**Stated problem**
Copy out only the material from the line with "Place one keypoint per instance of the temple facade" to the line with "[(593, 279), (664, 298)]", both ends and the requests included. Scale every coordinate in the answers by 1.85 and round to whole numbers, halves up, but leave the numbers in the requests and their format samples as they are.
======
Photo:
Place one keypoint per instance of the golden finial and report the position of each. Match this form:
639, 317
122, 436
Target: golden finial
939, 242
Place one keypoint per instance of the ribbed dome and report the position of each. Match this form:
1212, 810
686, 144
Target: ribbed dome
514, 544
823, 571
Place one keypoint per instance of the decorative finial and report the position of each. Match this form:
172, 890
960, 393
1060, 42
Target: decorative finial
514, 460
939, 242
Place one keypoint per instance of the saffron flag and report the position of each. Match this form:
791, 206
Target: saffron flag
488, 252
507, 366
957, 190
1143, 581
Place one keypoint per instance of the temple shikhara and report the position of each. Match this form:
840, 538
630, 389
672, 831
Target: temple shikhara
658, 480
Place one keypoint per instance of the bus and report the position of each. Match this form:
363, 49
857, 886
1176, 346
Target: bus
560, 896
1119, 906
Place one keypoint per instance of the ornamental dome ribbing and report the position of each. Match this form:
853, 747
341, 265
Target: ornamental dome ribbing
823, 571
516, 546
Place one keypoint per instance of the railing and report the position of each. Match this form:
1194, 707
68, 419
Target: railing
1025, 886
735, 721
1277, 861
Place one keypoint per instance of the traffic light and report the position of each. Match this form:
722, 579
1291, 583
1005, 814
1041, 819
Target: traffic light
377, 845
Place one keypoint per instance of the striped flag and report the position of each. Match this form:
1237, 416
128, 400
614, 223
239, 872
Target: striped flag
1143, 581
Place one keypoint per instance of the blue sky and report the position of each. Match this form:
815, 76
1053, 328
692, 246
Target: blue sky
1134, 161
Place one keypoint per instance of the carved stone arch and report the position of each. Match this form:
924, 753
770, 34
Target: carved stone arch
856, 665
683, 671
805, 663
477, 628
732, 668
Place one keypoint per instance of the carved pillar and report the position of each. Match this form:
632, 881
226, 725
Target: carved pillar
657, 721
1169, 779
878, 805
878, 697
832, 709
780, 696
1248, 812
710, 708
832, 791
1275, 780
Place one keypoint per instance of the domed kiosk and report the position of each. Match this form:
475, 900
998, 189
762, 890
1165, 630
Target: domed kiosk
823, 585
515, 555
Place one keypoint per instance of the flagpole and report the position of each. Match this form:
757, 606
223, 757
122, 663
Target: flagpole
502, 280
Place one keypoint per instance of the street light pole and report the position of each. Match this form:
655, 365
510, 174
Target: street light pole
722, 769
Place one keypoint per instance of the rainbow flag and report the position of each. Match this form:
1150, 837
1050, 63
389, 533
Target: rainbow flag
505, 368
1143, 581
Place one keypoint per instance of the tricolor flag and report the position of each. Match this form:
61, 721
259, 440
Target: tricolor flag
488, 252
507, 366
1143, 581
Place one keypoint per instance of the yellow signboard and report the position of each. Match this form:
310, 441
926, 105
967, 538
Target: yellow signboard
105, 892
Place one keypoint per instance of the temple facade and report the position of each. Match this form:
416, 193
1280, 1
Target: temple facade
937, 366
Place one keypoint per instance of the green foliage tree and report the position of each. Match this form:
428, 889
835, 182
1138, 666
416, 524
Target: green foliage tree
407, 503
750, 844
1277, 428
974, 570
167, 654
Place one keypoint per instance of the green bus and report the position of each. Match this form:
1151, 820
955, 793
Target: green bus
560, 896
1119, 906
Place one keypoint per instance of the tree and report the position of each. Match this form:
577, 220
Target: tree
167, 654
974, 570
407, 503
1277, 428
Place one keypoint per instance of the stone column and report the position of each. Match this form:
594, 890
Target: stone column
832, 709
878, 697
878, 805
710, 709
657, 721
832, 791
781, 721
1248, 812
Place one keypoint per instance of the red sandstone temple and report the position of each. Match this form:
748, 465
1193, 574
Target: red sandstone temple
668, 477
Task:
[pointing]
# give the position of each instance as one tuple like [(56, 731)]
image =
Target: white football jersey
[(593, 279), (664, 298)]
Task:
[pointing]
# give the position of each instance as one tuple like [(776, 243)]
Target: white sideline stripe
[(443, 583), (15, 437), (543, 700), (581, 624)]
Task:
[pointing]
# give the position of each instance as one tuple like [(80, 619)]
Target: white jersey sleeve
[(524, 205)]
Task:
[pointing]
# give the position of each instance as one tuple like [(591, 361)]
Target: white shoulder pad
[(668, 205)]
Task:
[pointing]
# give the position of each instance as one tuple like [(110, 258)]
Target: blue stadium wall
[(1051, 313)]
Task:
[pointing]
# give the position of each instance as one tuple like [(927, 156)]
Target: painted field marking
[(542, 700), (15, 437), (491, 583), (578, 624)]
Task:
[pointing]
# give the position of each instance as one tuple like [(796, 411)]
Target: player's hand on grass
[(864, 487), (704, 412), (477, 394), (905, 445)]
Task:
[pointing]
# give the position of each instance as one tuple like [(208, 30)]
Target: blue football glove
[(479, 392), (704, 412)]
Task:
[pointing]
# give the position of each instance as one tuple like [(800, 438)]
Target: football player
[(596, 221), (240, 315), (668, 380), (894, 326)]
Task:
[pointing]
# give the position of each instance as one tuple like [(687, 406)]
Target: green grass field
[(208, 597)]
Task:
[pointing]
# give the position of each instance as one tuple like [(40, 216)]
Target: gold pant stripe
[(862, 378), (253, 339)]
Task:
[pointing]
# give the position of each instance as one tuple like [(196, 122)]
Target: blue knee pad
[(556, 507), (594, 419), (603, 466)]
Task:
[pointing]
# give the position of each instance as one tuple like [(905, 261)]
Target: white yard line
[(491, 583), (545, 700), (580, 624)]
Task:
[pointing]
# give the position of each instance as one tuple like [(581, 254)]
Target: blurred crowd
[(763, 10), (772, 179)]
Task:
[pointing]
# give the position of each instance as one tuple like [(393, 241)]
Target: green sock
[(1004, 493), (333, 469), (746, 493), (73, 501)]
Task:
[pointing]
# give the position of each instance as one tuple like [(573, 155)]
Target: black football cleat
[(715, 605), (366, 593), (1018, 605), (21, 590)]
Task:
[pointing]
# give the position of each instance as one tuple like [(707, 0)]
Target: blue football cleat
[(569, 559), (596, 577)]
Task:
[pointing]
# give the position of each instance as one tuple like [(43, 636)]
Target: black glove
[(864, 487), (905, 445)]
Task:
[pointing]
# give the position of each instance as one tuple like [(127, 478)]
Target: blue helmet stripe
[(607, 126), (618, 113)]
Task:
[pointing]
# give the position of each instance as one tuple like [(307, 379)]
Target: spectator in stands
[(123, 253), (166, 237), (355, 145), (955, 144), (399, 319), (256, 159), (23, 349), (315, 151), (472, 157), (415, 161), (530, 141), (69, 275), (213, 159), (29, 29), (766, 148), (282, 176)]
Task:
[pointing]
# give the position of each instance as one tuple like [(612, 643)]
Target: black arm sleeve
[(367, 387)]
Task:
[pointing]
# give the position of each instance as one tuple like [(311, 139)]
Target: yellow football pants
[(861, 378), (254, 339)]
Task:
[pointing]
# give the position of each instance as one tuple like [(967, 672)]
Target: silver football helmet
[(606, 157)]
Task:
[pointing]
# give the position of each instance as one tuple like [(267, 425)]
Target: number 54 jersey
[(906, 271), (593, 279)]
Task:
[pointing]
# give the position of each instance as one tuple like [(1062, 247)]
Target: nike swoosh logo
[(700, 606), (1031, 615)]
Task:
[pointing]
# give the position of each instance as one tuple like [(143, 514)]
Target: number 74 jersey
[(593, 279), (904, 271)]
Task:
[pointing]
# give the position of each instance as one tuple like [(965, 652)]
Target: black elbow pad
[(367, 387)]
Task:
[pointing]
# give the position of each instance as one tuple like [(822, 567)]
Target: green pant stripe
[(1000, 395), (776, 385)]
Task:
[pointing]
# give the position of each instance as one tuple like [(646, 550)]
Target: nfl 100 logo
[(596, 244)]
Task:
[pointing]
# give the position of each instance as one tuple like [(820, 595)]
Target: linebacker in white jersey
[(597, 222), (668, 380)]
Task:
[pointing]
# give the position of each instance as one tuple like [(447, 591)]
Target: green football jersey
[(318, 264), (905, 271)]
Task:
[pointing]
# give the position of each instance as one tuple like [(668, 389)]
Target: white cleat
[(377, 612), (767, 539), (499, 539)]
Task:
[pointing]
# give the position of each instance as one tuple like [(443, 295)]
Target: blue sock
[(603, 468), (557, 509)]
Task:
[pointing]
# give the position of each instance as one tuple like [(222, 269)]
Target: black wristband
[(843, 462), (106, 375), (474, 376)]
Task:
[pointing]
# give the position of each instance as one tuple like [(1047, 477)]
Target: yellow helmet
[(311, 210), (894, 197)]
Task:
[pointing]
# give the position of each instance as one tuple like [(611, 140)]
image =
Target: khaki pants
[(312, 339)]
======
**Response to this exercise**
Place one keypoint per instance of the temple facade and report the position of each. Match this form:
416, 193
1280, 1
Target: temple facade
1733, 677
Place one keypoint per instance of the green foliage tree and report the position of each. Match this form:
428, 889
835, 182
1138, 666
416, 524
Target: green foliage tree
753, 931
1388, 1561
2362, 792
1802, 1055
309, 1210
Place one keypoint per instance of the green bus and report the position of each. Match this form:
1151, 820
955, 793
Target: green bus
1036, 1658
2070, 1676
Place one keypoint per instance of the tree and report the position of each. Match this form:
577, 220
Target: tree
309, 1210
1802, 1055
753, 931
2362, 792
Place one keypoint per instance of the stone column and report the position of each. Match this form:
594, 890
Target: stone column
1539, 1312
1624, 1289
1624, 1489
1314, 1312
1215, 1334
1539, 1463
1445, 1334
2309, 1502
Place one keypoint per instance of the red sandstone temple and report the position of each. Match this form:
748, 465
1193, 574
Target: red sandstone temple
1236, 882
Task:
[pointing]
# give the position of each instance as one tuple like [(56, 731)]
image =
Target: white football jersey
[(1097, 516), (1228, 551)]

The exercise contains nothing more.